__What is needed__
Before you finish, make sure every line below has been written out exactly.

───── Information provided ─────

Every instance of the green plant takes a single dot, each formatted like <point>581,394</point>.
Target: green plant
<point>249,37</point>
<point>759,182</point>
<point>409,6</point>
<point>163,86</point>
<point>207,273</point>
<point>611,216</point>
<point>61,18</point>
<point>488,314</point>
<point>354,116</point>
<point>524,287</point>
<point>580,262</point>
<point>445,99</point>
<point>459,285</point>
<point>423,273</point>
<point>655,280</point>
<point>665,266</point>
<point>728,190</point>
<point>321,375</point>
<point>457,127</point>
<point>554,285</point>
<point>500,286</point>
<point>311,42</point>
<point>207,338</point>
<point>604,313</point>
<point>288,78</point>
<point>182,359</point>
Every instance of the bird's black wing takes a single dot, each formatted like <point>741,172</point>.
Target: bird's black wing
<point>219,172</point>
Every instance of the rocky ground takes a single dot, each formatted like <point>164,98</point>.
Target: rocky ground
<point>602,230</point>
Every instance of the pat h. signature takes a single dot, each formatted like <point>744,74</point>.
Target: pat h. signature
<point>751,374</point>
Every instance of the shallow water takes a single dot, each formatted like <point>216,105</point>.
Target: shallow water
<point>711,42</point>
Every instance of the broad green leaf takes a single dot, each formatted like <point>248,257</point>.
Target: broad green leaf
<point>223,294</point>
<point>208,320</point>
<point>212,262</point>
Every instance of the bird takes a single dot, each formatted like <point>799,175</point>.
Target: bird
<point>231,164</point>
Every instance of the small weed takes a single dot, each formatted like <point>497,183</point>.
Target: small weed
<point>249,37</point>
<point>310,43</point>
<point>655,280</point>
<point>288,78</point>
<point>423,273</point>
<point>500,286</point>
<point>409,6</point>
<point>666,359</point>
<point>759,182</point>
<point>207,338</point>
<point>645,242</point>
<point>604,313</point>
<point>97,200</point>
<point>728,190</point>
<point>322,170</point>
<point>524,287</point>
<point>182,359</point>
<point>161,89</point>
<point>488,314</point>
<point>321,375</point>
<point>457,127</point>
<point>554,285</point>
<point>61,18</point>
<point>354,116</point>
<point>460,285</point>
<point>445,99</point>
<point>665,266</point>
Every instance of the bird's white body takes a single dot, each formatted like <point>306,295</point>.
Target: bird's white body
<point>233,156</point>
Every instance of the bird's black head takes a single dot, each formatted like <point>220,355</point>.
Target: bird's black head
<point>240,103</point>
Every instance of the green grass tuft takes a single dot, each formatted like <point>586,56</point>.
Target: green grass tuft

─────

__Result for this exercise__
Every instance of the green plant takes a single dot, each formatted like <point>581,394</point>.
Target: green plant
<point>249,37</point>
<point>759,182</point>
<point>409,6</point>
<point>163,86</point>
<point>207,273</point>
<point>611,216</point>
<point>61,18</point>
<point>488,314</point>
<point>354,116</point>
<point>524,287</point>
<point>580,262</point>
<point>445,99</point>
<point>459,285</point>
<point>423,273</point>
<point>655,280</point>
<point>665,266</point>
<point>728,190</point>
<point>321,375</point>
<point>457,127</point>
<point>554,285</point>
<point>500,286</point>
<point>311,42</point>
<point>207,338</point>
<point>604,313</point>
<point>288,78</point>
<point>182,359</point>
Every instance of the bird's black wing takes a single dot, each formatted like <point>741,172</point>.
Target: bird's black wing
<point>219,172</point>
Every instance of the rocky ground takes a single dot, each formatted like <point>164,98</point>.
Target: rocky ground
<point>602,230</point>
Every instance of the pat h. signature takes a single dot, each formatted like <point>744,74</point>.
Target: pat h. signature
<point>751,374</point>
Every instance of the shallow water takes a single dot, each formatted like <point>216,105</point>.
Target: shallow water
<point>711,42</point>
Every instance of the broad green leaf takes a single dot, each formatted like <point>248,257</point>.
Target: broad green leaf
<point>223,294</point>
<point>208,320</point>
<point>212,262</point>
Every instance of the bird takes a single dot, each formatted like <point>799,175</point>.
Target: bird
<point>231,164</point>
Every instance of the small weed takes a single dot, each formatted like <point>497,183</point>.
Target: small weed
<point>249,37</point>
<point>310,43</point>
<point>655,280</point>
<point>288,78</point>
<point>423,273</point>
<point>500,286</point>
<point>409,6</point>
<point>666,359</point>
<point>759,182</point>
<point>207,338</point>
<point>645,242</point>
<point>604,313</point>
<point>97,200</point>
<point>728,190</point>
<point>322,170</point>
<point>524,287</point>
<point>182,359</point>
<point>161,89</point>
<point>488,314</point>
<point>321,375</point>
<point>457,127</point>
<point>554,285</point>
<point>61,18</point>
<point>354,116</point>
<point>460,285</point>
<point>445,99</point>
<point>665,266</point>
Every instance of the bird's white body takes a single dot, each formatted like <point>306,295</point>.
Target: bird's white body
<point>233,156</point>
Every instance of the bird's black head takes a single dot, each formatted like <point>220,355</point>.
Target: bird's black head
<point>240,103</point>
Every instance of the green grass tuft takes a single dot, each formatted like <point>586,56</point>.
Target: green grass tuft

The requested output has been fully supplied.